Data under study START

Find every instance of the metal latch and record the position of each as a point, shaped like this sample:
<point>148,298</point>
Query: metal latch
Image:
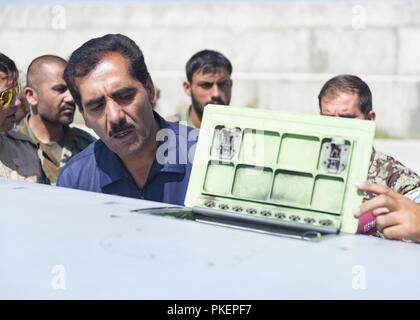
<point>226,142</point>
<point>335,155</point>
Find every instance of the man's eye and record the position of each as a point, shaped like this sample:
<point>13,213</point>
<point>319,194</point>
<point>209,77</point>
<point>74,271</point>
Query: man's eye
<point>206,85</point>
<point>94,107</point>
<point>61,89</point>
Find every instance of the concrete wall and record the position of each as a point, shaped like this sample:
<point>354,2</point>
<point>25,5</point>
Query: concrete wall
<point>282,52</point>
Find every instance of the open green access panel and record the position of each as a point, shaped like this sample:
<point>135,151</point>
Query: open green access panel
<point>292,173</point>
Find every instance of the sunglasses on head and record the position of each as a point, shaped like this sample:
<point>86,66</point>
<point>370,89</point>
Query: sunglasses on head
<point>8,95</point>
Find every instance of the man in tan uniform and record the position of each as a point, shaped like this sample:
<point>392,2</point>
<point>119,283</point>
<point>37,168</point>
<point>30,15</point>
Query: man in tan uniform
<point>52,110</point>
<point>18,157</point>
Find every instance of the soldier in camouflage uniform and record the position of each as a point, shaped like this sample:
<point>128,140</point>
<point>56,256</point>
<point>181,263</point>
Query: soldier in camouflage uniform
<point>18,157</point>
<point>350,97</point>
<point>52,110</point>
<point>385,170</point>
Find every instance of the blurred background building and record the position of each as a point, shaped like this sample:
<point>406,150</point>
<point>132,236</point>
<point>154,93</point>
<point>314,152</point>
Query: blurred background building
<point>282,51</point>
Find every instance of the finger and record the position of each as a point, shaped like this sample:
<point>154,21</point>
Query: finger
<point>375,188</point>
<point>394,232</point>
<point>377,205</point>
<point>388,220</point>
<point>379,211</point>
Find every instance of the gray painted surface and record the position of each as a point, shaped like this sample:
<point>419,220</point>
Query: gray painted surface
<point>108,252</point>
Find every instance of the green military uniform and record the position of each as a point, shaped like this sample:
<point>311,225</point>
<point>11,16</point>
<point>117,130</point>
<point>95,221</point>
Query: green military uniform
<point>19,159</point>
<point>56,154</point>
<point>182,118</point>
<point>385,170</point>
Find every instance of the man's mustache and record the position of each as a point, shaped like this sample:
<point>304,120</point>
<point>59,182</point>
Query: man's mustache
<point>217,101</point>
<point>67,106</point>
<point>117,128</point>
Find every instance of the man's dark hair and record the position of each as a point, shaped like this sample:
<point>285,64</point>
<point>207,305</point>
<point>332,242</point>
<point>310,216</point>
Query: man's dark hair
<point>35,70</point>
<point>90,54</point>
<point>348,83</point>
<point>208,61</point>
<point>9,68</point>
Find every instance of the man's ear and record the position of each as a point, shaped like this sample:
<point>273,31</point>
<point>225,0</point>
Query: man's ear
<point>371,115</point>
<point>150,89</point>
<point>187,88</point>
<point>31,96</point>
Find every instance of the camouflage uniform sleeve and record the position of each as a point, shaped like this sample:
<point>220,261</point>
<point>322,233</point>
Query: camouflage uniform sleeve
<point>385,170</point>
<point>83,138</point>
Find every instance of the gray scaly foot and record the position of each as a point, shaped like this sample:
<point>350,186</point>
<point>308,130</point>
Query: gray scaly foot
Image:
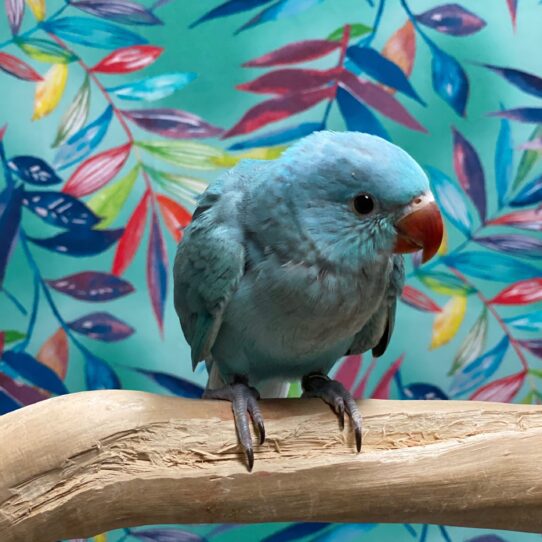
<point>337,397</point>
<point>244,399</point>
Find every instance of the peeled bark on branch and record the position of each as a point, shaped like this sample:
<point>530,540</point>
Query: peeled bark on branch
<point>85,463</point>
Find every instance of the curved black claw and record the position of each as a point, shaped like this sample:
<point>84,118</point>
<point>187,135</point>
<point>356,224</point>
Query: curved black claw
<point>337,397</point>
<point>244,399</point>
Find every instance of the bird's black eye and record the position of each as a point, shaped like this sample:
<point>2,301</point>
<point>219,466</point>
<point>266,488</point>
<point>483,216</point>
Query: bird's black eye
<point>363,204</point>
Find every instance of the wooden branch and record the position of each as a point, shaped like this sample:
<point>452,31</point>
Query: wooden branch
<point>85,463</point>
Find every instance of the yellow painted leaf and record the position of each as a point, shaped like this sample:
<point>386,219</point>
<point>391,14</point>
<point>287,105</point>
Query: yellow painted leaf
<point>443,249</point>
<point>401,49</point>
<point>260,153</point>
<point>50,90</point>
<point>448,321</point>
<point>37,7</point>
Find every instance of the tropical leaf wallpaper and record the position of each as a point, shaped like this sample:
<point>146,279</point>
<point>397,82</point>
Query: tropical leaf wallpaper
<point>116,114</point>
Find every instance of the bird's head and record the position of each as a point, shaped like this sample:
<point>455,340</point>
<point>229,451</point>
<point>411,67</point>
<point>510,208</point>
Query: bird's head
<point>357,196</point>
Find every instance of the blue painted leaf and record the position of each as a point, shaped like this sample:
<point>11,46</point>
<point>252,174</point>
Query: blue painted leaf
<point>102,326</point>
<point>176,385</point>
<point>83,142</point>
<point>172,123</point>
<point>278,137</point>
<point>524,81</point>
<point>449,80</point>
<point>7,403</point>
<point>450,200</point>
<point>99,375</point>
<point>10,219</point>
<point>80,242</point>
<point>517,245</point>
<point>34,372</point>
<point>382,69</point>
<point>488,266</point>
<point>153,88</point>
<point>521,114</point>
<point>92,286</point>
<point>423,391</point>
<point>357,116</point>
<point>280,9</point>
<point>118,11</point>
<point>504,155</point>
<point>33,170</point>
<point>475,373</point>
<point>531,321</point>
<point>165,534</point>
<point>529,195</point>
<point>59,209</point>
<point>92,32</point>
<point>451,19</point>
<point>469,171</point>
<point>295,532</point>
<point>157,270</point>
<point>229,8</point>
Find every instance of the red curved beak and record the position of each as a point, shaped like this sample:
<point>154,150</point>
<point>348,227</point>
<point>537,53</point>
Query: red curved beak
<point>420,228</point>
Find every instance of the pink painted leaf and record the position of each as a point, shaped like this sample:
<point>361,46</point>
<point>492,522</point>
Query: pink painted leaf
<point>277,109</point>
<point>520,293</point>
<point>172,123</point>
<point>382,390</point>
<point>502,390</point>
<point>102,326</point>
<point>469,171</point>
<point>97,171</point>
<point>413,297</point>
<point>376,97</point>
<point>299,51</point>
<point>23,393</point>
<point>531,219</point>
<point>157,271</point>
<point>290,80</point>
<point>451,19</point>
<point>533,345</point>
<point>15,12</point>
<point>128,59</point>
<point>16,67</point>
<point>131,238</point>
<point>348,371</point>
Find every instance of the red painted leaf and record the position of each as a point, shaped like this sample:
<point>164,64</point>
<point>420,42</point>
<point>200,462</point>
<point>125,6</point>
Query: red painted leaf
<point>97,171</point>
<point>24,394</point>
<point>520,293</point>
<point>502,390</point>
<point>290,80</point>
<point>382,390</point>
<point>468,169</point>
<point>376,97</point>
<point>54,353</point>
<point>157,271</point>
<point>277,109</point>
<point>129,242</point>
<point>348,371</point>
<point>172,123</point>
<point>175,216</point>
<point>531,219</point>
<point>16,67</point>
<point>413,297</point>
<point>128,59</point>
<point>300,51</point>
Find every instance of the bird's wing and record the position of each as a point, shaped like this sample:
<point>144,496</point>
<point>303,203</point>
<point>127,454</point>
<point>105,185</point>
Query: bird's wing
<point>208,267</point>
<point>376,333</point>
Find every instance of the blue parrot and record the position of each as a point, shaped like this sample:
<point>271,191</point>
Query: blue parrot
<point>290,264</point>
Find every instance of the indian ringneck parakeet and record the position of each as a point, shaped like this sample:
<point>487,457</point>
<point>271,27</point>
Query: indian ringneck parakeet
<point>290,264</point>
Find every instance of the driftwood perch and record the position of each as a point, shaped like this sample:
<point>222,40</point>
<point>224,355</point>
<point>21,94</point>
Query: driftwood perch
<point>85,463</point>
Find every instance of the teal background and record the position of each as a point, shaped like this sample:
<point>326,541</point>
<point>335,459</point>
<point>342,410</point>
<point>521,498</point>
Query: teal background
<point>216,54</point>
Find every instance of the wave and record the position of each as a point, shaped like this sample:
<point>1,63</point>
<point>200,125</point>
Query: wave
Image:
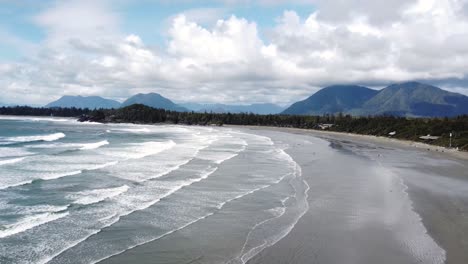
<point>96,196</point>
<point>54,176</point>
<point>94,145</point>
<point>141,206</point>
<point>141,150</point>
<point>29,222</point>
<point>131,130</point>
<point>79,146</point>
<point>11,161</point>
<point>36,119</point>
<point>14,152</point>
<point>24,139</point>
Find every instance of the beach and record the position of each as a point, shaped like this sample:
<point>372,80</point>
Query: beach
<point>122,193</point>
<point>436,184</point>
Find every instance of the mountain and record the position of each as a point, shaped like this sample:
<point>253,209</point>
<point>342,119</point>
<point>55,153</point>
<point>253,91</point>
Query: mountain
<point>416,99</point>
<point>332,99</point>
<point>91,102</point>
<point>402,99</point>
<point>154,100</point>
<point>262,109</point>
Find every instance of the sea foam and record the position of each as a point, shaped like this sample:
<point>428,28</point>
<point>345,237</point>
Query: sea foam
<point>49,137</point>
<point>95,196</point>
<point>29,222</point>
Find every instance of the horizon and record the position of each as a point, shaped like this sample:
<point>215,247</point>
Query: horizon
<point>228,52</point>
<point>182,103</point>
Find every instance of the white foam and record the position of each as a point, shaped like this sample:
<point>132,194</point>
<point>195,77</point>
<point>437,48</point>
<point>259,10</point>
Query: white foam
<point>11,161</point>
<point>132,130</point>
<point>136,204</point>
<point>49,137</point>
<point>36,119</point>
<point>94,145</point>
<point>14,152</point>
<point>96,196</point>
<point>29,222</point>
<point>141,150</point>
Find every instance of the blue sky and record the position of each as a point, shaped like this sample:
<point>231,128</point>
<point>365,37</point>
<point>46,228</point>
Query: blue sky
<point>226,51</point>
<point>148,19</point>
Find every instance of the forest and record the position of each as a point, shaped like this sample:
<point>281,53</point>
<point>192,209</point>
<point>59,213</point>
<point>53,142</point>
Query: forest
<point>388,126</point>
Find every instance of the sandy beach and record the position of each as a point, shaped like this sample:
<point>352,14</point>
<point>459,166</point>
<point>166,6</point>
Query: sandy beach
<point>436,183</point>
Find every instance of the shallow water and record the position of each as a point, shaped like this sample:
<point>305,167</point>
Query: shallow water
<point>82,193</point>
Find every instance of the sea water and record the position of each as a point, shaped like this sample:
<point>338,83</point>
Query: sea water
<point>84,192</point>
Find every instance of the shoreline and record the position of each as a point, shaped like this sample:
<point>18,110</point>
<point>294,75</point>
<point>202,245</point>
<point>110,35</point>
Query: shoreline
<point>442,214</point>
<point>367,138</point>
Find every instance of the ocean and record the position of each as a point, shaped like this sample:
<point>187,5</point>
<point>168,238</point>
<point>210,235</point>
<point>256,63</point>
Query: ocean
<point>84,192</point>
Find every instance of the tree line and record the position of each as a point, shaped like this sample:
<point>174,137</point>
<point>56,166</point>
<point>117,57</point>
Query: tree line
<point>403,127</point>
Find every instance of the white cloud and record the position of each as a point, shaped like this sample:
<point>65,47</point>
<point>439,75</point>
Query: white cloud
<point>227,61</point>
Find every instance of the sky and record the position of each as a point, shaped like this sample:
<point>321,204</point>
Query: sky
<point>226,51</point>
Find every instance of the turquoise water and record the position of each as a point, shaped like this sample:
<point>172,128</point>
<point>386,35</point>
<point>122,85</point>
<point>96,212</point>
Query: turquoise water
<point>83,192</point>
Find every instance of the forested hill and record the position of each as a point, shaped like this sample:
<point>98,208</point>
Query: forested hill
<point>404,128</point>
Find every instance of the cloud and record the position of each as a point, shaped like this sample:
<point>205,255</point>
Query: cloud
<point>234,60</point>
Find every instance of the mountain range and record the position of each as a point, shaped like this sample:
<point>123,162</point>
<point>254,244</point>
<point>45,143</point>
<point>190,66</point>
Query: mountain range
<point>154,100</point>
<point>403,99</point>
<point>91,102</point>
<point>158,101</point>
<point>262,109</point>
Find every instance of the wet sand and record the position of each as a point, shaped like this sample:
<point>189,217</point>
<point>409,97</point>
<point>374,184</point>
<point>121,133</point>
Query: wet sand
<point>371,200</point>
<point>334,231</point>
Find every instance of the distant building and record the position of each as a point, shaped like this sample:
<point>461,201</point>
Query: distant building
<point>325,126</point>
<point>429,137</point>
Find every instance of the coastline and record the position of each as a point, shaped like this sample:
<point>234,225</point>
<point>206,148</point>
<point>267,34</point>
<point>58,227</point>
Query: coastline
<point>443,214</point>
<point>367,138</point>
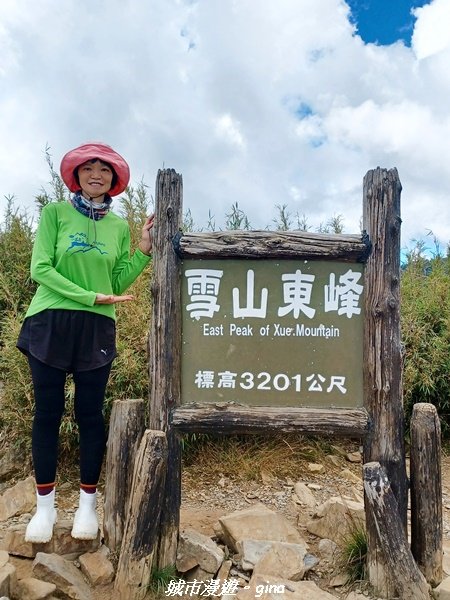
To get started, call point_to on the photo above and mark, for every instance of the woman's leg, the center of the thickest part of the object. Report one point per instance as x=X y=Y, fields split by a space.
x=89 y=396
x=48 y=384
x=90 y=389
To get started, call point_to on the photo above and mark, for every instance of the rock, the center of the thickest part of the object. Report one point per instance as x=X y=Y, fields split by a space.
x=67 y=578
x=334 y=460
x=442 y=591
x=283 y=560
x=224 y=571
x=258 y=523
x=251 y=552
x=196 y=549
x=336 y=519
x=316 y=468
x=197 y=574
x=339 y=580
x=273 y=588
x=353 y=456
x=30 y=588
x=18 y=499
x=347 y=474
x=62 y=542
x=96 y=567
x=7 y=579
x=304 y=494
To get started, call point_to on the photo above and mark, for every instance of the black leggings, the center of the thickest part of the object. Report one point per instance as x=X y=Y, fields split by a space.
x=48 y=383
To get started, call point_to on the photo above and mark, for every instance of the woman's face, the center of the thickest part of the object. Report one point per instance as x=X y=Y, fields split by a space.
x=95 y=179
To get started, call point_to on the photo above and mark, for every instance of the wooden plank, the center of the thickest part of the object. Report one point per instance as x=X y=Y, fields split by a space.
x=273 y=244
x=165 y=349
x=126 y=427
x=409 y=581
x=382 y=349
x=141 y=535
x=426 y=491
x=233 y=419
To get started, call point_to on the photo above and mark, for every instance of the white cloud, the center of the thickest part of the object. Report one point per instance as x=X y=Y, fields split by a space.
x=432 y=31
x=259 y=103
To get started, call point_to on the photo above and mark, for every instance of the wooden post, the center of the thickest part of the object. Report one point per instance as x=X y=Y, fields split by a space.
x=382 y=350
x=165 y=350
x=426 y=491
x=126 y=426
x=140 y=539
x=409 y=581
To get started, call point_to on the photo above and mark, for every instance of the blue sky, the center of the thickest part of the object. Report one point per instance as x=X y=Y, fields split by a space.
x=385 y=21
x=259 y=102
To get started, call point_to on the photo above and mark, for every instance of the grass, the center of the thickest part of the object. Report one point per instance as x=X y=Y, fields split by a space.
x=354 y=555
x=160 y=579
x=251 y=457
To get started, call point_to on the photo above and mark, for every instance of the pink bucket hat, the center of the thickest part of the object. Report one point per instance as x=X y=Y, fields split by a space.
x=76 y=157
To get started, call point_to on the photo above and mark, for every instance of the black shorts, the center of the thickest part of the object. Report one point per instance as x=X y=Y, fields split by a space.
x=72 y=340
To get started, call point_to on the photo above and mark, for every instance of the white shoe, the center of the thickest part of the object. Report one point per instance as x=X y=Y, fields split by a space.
x=85 y=522
x=40 y=528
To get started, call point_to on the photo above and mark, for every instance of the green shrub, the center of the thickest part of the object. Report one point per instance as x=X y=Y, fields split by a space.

Data under study END

Exercise instructions:
Give back the lines word for word, from the very first in the material above to the one that has "Find every instance of the blurred", both included, without the pictures.

Output for this exercise:
Find every instance of the metal latch and record the position of each as a point, shaped like this sample:
<point>148,298</point>
Query: metal latch
Image:
<point>226,142</point>
<point>335,155</point>
Find every instance of the man's eye and record the position of each as a point, shaped like this sample:
<point>13,213</point>
<point>319,194</point>
<point>209,77</point>
<point>74,271</point>
Query: man's eye
<point>206,85</point>
<point>94,107</point>
<point>61,89</point>
Find every instance of the concrete wall and record the position of each as a point, shaped like this sample:
<point>354,2</point>
<point>25,5</point>
Query: concrete wall
<point>282,52</point>
Find every instance of the open green access panel and record the position of each as a point, shaped like this sample:
<point>135,151</point>
Query: open green access panel
<point>292,173</point>
Find every instance of the sunglasses on head and record the position of each as a point, shaped like this sample:
<point>86,66</point>
<point>370,89</point>
Query: sunglasses on head
<point>8,95</point>
Find every instance of the man in tan uniform and record the position of each as a point, shaped like this sample:
<point>392,2</point>
<point>119,283</point>
<point>37,168</point>
<point>30,15</point>
Query: man in tan uniform
<point>52,110</point>
<point>18,157</point>
Find every instance of the soldier in camouflage uniform and record the position of each as a point, shaped like this sample:
<point>128,140</point>
<point>56,256</point>
<point>181,263</point>
Query: soldier in camouflage uniform
<point>18,157</point>
<point>350,97</point>
<point>52,110</point>
<point>385,170</point>
Find every instance of the blurred background building and record the position of each as a point, shaped like this sample:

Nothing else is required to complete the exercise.